Provided passage:
• • •
Showcase of EMNLP Sycophancy Papers

The EMNLP 2025 papers are out! Congrats to everyone who had their papers accepted.

As an accepted author myself, I decided to explore other papers that examined my paper’s topic: LLM Sycophancy. Below are a few bullet points for each paper.

Self-Augmented Preference Alignment for Sycophancy Reduction in LLMs

Created SAA dataset, which contains queries with user pressumption, correct answer, and incorrect alternatives.
- The pressumptions are sometimes correct and sometimes incorrect.
Trained LLM with SAA using Supervised Fine Tuning and Proximal Policy Optimization. Results show that in both scenarios, the rate of sycophancy decreased.
I wonder if model trained with SAA works with out of domain pressumptions. the examples in the dataset are simple: they are single turn and the prompts pertain to simple questions.

Advancing Oversight Reasoning across Languages for Audit Sycophantic Behaviour via X-Agent

Created a framework called X-Agent, an agent that checks for sycophancy in LLM responses.
Their X-Agent successfully detects sycophantic responses,
- Defined sycophancy as when LLM accepts incorrect user presupposition.
- Overall accuracy with X-Agent increased in most LLMs.
The models fine tuned on the X-Agent rollout also improved performance for both accuracy and sycophancy

Sycophancy Mitigation Through Reinforcement Learning with Uncertainty-Aware Adaptive Reasoning Trajectories

Created a SMART (Sycophancy Mitigate Through Adaptive Reasoning Trajectories) Framework
- Smart uses UA-MCTS(Uncertainty-Aware Adaptive Monte Carlo Tree Search) to generate high quality reaoning trajectory
- In each reasoning step, future rollouts are created and scored based on the improvement of answer correctness probability compared to the last step.
• • •
Source data:
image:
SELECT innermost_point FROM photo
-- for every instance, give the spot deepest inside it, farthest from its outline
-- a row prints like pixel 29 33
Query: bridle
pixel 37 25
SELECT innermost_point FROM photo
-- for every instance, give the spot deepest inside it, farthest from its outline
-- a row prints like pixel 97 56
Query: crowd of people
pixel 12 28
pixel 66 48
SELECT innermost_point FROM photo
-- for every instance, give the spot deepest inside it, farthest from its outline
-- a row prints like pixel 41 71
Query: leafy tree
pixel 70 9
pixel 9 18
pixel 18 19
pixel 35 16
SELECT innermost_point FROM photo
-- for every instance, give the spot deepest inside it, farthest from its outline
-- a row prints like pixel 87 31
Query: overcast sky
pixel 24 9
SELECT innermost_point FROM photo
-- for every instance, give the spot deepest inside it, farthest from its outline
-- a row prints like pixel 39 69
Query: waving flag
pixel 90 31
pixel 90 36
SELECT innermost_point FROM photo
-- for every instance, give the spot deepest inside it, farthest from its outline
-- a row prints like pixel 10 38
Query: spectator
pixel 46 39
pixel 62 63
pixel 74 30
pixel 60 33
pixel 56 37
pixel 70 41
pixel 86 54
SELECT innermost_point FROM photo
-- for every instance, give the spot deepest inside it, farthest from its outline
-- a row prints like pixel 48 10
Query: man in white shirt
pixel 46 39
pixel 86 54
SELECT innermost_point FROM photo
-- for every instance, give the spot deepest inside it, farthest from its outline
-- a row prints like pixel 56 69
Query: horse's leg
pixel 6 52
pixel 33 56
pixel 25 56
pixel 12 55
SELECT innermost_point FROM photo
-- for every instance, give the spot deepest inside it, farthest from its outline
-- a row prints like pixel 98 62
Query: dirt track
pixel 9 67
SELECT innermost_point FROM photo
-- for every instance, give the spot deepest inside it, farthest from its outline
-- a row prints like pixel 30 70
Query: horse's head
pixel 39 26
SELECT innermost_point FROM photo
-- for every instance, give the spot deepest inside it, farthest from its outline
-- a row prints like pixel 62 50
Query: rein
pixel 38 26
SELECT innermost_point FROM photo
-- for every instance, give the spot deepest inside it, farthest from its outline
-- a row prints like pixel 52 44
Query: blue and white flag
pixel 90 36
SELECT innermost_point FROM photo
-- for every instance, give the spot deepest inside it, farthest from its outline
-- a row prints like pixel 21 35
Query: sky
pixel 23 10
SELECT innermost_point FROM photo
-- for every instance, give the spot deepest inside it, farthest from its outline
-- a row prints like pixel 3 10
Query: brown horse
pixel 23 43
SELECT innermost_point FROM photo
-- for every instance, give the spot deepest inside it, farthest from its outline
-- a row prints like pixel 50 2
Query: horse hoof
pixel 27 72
• • •
Task set:
1) Please reproduce the post on EMNLP sycophancy papers word for word, beginning at the words "- The pressumptions" and stopping after "of sycophancy decreased.".
2) Write the next part of the post on EMNLP sycophancy papers, starting right after its last line.
The material is separate from the post on EMNLP sycophancy papers.

List of answers:
1)
- The pressumptions are sometimes correct and sometimes incorrect.
Trained LLM with SAA using Supervised Fine Tuning and Proximal Policy Optimization. Results show that in both scenarios, the rate of sycophancy decreased.

2)
The rollouts with scores are then used to train Large Language Models.
- The implementation outperforms other approaches.
- Dense Reinforcement Learning on the rollouts outperforms SFT.

Pointing to a Llama and Call it a Camel On the Sycophancy of Multimodal Large Language Models

Multimodal Large Language Models are more susceptible to Sycophancy compared to Large Language Models.
Created a pipeline called SRT (Sycophancy Reflective Tuning).
- This pipeline consists of image textualization -> reflection -> Summarization.
Fine tuning on the SRT rollout resulted in better overall score compared to original prompting.
- Correction Rate (original answer incorrect, user suggestion correct) was reduced slightly, but Sycophancy Rate (original answer correct, user suggestion incorrect) increased considerably.
- Removing reasoning in SRT results in low Correction Rate.

Measuring Sycophancy of Language Models in Multi-turn Dialogues

Authors proposed a benchmark called SYCON-BENCH, a benchmark for evaluating sycophantic behavior in multi-turn, free-form conversational settings
Alignment Tuning increases sycophancy
Model scaling reduces sycophancy
Reasoning Models are More Robust
Prompting in third person, creating a Non-sycophantic prompt can mitigate sycophancy
Models can identify sycophancy when asked to, but are often sycophantic. This shows that sycophancy is not driven by ignorance.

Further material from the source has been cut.